Pull out every line below that contains the string "helmet" and copy each one unchanged. Case counts when matching.

**Source data**
::::
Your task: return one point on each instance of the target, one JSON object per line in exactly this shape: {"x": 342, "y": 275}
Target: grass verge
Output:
::::
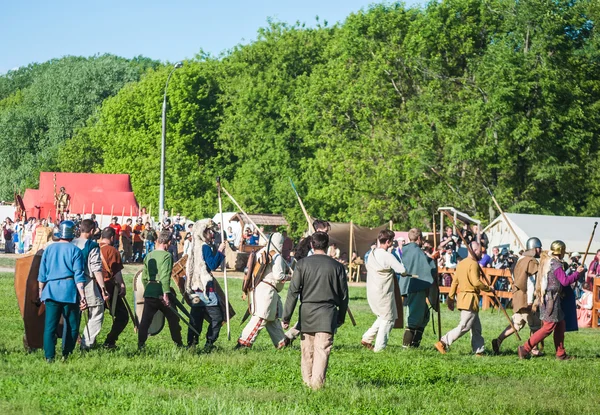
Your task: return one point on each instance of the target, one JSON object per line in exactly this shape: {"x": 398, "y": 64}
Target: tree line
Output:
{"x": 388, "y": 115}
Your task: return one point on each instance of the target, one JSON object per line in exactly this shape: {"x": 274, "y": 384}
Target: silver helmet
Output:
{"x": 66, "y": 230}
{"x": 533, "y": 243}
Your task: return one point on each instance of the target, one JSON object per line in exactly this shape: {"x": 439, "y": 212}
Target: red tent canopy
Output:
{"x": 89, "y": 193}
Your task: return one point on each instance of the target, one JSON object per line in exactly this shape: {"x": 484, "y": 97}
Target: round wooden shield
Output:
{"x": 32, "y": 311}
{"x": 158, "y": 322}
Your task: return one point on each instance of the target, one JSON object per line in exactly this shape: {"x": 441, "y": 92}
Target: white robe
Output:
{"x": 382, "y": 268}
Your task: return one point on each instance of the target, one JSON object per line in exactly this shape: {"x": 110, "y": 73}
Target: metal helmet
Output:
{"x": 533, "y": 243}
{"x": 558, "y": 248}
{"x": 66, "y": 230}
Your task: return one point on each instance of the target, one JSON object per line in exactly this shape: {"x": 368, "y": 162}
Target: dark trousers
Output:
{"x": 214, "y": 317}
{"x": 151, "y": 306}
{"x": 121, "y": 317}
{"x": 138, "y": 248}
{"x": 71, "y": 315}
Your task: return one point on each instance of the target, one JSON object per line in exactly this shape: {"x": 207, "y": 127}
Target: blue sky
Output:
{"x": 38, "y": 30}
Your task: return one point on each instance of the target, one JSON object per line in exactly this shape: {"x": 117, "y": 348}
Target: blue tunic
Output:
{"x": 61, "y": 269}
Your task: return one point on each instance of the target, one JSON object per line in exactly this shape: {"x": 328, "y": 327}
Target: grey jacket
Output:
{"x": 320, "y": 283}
::::
**Completed task**
Target: silver helmet
Target: metal helmet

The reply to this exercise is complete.